* [Source passage]:
========

The blood-brain barrier (BBB) protects the brain from fluctuations in plasma concentrations and toxins capable of disturbing neural function. The BBB also restricts the delivery of drugs to the brain, as it is impermeable to most biological and small-molecule therapeutics.1 Limitations in drug transport across the BBB has made treating CNS tumors difficult.37,48,49,52 Magnetic resonance–guided focused ultrasound (MRgFUS) uses acoustic waves in the ultrasound spectrum to transiently raise the temperature or activate molecules at a specific location. This emerging technology is used primarily for thermal ablation of central brain locations, such as for the treatment of essential tremor and Parkinson’s disease.5,21,41,50 MRgFUS is an image-guided, noninvasive treatment option that can be used to manipulate the BBB and achieve focal CNS tumor drug delivery of systemically administered treatments.

Background

The Blood-Brain and Blood-Tumor Barriers

The BBB is composed of endothelial cells, astrocyte foot processes, and pericytes.4 Tight junctions between these cells form a barrier, preventing transcellular and paracellular diffusion of most substances from entering the brain. Multiple transport systems, enzymes, and receptors involved in the regulation of the BBB have been identified.42 Tight regulation of the BBB maintains cerebral function by preventing the passive crossing of cells and molecules that are capable of inducing inflammation and damage to the CNS.13 Consequently, methods of bypassing the BBB for therapeutic effect should be targeted and transient to prevent global brain injury.

The blood-tumor barrier (BTB), located between the malignancy and blood vessels, is formed after the tumor is larger than 0.2 mm3.32 As the tumors grow, astrocyte foot processes are displaced from blood vessels by malignant cells, leading to perpetual fenestration of the BBB.58 Although the level of disruption often remains subtherapeutic, BTB-targeted drug delivery holds promise for effective treatment of brain tumors through increased permeability.

Conventional Approaches to Drug Delivery in the Brain

Ostrom et al. predicted that there would be more than 79,000 new cases of brain metastases and primary brain tumors in 2017 in the United States.44 Peripherally administered chemotherapy must cross the BTB to achieve a therapeutic threshold concentration but must remain at a low concentration peripherally and within normal brain to limit side effects. Although exceptions exist, drugs that cross the BBB are typically lipid soluble, uncharged, less than 500 D, and not rapidly transported out of the CNS.45 For example, erlotinib (Tarceva) is an efficacious drug in the treatment of non–small cell lung cancer brain metastases, with all of the aforementioned properties.22 Designing effective drugs with all of these characteristics has been challenging, and recent efforts have focused on increasing CNS bioavailability through other means.

========

* [Work instruction 1]:
State whether each statement agrees with the blood-brain barrier passage. Give yes or no for each, with the deciding words from the passage quoted exactly.
(a) The blood-tumor barrier forms once a tumor is larger than 0.2 mm3.
(b) MRgFUS is used primarily for the treatment of CNS tumors.
(c) Erlotinib is described as efficacious against breast cancer brain metastases.
* [Work instruction 2]:
Please write out the blood-brain barrier passage from "The blood-tumor barrier" up to and including "through increased permeability.".
Use only the blood-brain barrier passage, with no outside knowledge.

* [Data section]:
========

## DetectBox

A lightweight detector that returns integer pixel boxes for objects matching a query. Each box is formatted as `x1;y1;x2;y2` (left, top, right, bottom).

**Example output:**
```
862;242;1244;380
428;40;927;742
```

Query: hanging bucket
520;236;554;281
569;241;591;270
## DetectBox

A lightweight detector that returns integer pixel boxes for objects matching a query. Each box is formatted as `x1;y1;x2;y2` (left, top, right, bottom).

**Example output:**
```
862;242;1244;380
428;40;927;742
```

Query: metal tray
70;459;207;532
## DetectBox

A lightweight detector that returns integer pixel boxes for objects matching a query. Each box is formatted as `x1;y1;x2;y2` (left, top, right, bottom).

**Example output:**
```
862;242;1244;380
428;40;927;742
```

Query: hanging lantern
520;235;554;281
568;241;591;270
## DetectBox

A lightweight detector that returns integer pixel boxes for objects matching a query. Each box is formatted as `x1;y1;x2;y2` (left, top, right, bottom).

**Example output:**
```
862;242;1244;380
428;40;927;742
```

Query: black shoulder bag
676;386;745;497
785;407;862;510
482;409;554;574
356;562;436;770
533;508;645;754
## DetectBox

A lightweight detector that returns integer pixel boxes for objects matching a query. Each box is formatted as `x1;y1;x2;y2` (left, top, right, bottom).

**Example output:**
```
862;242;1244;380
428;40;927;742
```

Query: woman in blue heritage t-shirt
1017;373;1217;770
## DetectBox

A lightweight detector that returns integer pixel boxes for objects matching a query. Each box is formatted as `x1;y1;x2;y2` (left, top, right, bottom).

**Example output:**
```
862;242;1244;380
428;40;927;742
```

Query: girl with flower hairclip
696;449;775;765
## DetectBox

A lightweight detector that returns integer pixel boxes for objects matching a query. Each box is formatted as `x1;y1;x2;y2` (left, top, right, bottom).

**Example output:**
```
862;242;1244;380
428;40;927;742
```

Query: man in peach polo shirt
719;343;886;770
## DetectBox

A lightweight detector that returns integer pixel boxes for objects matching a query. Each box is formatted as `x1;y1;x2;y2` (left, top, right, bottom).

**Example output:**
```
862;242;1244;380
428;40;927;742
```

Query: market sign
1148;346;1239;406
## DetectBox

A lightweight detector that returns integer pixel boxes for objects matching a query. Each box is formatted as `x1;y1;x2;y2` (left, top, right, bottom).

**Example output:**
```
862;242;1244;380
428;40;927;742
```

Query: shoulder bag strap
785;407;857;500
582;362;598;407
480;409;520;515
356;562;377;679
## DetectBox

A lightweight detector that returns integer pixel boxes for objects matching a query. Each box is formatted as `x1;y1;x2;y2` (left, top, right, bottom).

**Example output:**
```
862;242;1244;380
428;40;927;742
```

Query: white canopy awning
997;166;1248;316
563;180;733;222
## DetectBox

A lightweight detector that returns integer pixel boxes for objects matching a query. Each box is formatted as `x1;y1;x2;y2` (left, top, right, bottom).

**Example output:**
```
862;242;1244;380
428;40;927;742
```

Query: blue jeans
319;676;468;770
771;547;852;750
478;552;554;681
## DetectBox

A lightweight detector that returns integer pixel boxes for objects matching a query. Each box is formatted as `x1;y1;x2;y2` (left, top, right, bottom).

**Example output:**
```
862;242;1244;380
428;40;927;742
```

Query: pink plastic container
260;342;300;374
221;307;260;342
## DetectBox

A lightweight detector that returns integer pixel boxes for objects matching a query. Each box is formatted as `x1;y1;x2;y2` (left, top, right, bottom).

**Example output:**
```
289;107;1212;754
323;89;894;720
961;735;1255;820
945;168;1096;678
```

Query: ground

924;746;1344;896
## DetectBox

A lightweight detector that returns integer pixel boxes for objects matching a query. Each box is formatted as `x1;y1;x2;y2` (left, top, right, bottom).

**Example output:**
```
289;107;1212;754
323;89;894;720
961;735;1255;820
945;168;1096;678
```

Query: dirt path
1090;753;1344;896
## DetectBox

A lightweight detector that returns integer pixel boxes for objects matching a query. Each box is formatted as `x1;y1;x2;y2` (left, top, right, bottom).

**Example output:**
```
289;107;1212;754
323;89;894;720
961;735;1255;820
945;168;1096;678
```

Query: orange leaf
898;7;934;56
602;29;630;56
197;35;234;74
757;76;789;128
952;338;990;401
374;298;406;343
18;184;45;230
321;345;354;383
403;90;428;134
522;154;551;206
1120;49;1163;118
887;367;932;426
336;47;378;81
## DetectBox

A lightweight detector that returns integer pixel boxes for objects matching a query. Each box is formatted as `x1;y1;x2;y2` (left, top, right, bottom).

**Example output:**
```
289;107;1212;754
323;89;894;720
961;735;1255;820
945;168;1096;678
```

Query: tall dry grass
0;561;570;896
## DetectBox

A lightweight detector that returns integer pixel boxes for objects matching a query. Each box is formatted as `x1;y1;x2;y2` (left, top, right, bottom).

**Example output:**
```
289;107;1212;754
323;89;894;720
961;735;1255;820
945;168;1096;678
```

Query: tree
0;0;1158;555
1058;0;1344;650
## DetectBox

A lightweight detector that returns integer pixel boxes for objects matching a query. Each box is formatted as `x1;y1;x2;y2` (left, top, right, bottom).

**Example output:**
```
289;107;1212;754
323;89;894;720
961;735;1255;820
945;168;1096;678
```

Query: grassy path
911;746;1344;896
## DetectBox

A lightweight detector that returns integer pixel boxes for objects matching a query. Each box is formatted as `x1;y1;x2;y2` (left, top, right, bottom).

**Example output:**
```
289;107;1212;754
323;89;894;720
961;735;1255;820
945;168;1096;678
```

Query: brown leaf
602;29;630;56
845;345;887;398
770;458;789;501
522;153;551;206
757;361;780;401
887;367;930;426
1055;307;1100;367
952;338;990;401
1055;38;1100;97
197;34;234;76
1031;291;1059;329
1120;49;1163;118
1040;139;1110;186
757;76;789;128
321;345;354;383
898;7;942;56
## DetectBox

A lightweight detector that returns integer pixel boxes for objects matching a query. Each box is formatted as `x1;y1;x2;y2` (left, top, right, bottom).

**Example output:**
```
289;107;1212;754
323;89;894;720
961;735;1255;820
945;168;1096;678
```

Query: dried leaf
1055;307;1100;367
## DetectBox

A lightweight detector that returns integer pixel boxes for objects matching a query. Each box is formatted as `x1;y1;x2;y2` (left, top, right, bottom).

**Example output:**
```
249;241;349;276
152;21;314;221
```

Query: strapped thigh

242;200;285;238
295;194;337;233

========

* [Your solution 1]:
(a) Yes: "is formed after the tumor is larger than 0.2 mm3"
(b) No: "This emerging technology is used primarily for thermal ablation of central brain locations"
(c) No: "an efficacious drug in the treatment of non–small cell lung cancer brain metastases"

* [Your solution 2]:
The blood-tumor barrier (BTB), located between the malignancy and blood vessels, is formed after the tumor is larger than 0.2 mm3.32 As the tumors grow, astrocyte foot processes are displaced from blood vessels by malignant cells, leading to perpetual fenestration of the BBB.58 Although the level of disruption often remains subtherapeutic, BTB-targeted drug delivery holds promise for effective treatment of brain tumors through increased permeability.